● SUPPLIED PASSAGE
◇ ◇ ◇ ◇ ◇

Defense Strategies for Personal Injury Claims

In most accident & injury cases, the issue of fault hinges on a legal concept known as “negligence,” and more precisely, on the four key elements of a negligence claim: duty of care, breach of duty, causation, and damages. Keep in mind that, when you negotiate your claim for insurance compensation, you probably won’t be using these legal concepts to discuss your accident, and you may not need to prove fault at all. The cause of your accident may well be obvious, and the only question may be how much compensation is appropriate. Even if one of these issues does arise in your case, chances are you won’t be hearing or using these legal terms. Instead, you and the insurance adjuster will almost certainly negotiate using general language about whose fault the accident was and how much your claim is worth.Personal injury cases can sometimes be challenging to negotiate. You might have wrongfully suffered an injury and damage, want to exercise your right, consulted an attorney, and have presented viable evidence. Still, the other party could be trying to avoid negotiations and compensation.

Defense strategies by the defendant are often directed towards reducing the compensation amount or perhaps dismissing the lawsuit. 

Insurance defendants might also use these strategies to reduce their liabilities. Some personal injury cases can be settled out of court. Still, if yours includes an insurance company, they can adopt some of the top five defense strategies against personal injury claims. These strategies are used to negate the plaintiff’s claim and or limit the liability of the allegations.

◇ ◇ ◇ ◇ ◇

● DATASET EXTRACT

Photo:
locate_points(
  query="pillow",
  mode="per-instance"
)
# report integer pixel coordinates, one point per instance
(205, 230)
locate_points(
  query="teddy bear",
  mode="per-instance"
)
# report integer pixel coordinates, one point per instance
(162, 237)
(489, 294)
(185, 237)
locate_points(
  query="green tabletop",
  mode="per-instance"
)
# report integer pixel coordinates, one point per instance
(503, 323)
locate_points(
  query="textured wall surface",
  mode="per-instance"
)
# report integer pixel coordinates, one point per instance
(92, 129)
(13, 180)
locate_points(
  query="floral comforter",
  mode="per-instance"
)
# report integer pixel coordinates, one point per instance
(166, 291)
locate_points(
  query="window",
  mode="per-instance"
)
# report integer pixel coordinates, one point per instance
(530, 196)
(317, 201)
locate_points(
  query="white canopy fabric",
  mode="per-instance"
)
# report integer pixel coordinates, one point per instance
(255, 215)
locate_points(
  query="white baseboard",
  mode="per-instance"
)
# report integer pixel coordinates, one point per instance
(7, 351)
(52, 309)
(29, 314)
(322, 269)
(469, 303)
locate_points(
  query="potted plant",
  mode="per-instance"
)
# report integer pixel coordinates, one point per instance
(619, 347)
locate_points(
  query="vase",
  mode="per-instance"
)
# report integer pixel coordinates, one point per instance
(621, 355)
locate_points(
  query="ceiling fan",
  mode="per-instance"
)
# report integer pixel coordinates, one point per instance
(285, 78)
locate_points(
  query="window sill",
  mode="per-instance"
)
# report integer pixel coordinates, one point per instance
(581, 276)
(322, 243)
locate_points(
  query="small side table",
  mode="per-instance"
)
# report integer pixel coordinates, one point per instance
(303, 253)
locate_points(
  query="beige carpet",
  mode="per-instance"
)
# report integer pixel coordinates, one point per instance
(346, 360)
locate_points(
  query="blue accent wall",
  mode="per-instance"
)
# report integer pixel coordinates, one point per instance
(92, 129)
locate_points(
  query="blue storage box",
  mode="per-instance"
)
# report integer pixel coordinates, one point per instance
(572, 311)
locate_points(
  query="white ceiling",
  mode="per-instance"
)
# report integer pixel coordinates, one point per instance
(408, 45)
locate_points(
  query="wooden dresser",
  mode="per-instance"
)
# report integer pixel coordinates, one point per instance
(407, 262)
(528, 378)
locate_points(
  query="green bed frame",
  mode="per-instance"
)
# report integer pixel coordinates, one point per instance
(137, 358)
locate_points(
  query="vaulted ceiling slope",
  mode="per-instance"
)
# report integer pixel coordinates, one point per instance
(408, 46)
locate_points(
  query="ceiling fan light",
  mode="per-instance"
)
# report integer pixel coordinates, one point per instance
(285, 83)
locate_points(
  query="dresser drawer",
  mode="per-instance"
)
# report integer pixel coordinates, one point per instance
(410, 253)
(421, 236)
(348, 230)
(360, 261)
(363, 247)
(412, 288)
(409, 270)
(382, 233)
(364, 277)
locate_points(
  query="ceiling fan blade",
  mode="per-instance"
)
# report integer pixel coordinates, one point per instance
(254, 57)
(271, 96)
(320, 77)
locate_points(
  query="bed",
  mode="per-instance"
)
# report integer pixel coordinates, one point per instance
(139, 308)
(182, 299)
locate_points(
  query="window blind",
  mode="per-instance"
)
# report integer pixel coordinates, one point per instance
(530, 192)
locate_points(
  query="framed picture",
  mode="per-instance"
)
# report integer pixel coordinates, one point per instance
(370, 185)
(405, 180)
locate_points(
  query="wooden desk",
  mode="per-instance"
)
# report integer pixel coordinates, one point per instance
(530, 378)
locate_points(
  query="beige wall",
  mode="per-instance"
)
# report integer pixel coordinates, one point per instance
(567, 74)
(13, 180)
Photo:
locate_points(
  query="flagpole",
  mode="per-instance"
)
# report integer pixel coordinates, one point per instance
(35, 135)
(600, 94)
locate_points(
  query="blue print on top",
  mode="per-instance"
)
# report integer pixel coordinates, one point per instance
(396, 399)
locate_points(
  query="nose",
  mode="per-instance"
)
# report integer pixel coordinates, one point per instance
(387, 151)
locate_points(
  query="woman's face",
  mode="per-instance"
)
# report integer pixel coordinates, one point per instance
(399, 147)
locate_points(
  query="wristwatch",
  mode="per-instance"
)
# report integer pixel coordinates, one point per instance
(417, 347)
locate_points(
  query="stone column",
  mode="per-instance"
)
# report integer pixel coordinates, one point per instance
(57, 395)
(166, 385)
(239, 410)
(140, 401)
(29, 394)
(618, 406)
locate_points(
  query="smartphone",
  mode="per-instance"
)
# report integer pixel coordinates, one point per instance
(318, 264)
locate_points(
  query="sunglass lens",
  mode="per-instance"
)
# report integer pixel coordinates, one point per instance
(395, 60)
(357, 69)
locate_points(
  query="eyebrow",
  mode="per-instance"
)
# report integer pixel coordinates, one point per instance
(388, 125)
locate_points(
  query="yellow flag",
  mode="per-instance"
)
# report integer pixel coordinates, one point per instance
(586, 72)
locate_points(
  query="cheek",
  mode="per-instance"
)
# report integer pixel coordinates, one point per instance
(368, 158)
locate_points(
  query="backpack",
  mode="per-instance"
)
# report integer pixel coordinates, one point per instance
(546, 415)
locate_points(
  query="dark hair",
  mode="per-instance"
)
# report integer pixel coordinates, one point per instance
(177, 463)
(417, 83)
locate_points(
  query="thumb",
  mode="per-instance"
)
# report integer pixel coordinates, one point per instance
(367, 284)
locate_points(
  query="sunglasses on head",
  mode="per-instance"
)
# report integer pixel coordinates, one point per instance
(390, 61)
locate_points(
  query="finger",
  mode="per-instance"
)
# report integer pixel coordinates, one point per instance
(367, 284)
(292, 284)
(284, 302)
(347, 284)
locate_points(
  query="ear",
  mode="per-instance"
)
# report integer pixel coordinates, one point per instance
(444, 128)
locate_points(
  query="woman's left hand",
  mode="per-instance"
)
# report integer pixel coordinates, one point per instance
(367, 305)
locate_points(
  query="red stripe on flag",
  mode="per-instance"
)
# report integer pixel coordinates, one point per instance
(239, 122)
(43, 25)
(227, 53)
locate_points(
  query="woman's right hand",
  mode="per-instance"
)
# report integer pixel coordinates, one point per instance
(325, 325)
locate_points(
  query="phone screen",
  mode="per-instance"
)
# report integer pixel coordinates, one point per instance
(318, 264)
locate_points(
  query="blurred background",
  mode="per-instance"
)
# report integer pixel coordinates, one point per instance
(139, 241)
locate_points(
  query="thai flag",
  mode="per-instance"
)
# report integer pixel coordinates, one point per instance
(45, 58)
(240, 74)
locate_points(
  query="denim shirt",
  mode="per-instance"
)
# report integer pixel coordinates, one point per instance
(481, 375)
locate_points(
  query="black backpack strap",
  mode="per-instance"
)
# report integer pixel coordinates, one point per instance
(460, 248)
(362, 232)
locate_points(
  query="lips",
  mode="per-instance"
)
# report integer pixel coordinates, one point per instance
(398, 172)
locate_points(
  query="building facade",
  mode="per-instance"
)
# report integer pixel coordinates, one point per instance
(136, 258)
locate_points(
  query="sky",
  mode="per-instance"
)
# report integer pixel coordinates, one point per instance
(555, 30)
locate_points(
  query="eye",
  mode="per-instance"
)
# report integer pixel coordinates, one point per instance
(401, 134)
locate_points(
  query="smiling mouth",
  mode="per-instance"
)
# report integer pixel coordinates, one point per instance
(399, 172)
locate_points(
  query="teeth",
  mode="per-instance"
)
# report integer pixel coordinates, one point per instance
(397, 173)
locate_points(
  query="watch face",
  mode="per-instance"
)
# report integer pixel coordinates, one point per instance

◇ ◇ ◇ ◇ ◇

● PROBLEMS AND TASKS
A. In the text on personal injury defense strategies, what are the four key elements of a negligence claim?
B. Duplicate the portion of the text on personal injury defense strategies starting with "Insurance defendants might" and going on through "of the allegations.".

● SOLUTIONS PER TASK
A. Duty of care, breach of duty, causation, and damages.

B.
Insurance defendants might also use these strategies to reduce their liabilities. Some personal injury cases can be settled out of court. Still, if yours includes an insurance company, they can adopt some of the top five defense strategies against personal injury claims. These strategies are used to negate the plaintiff’s claim and or limit the liability of the allegations.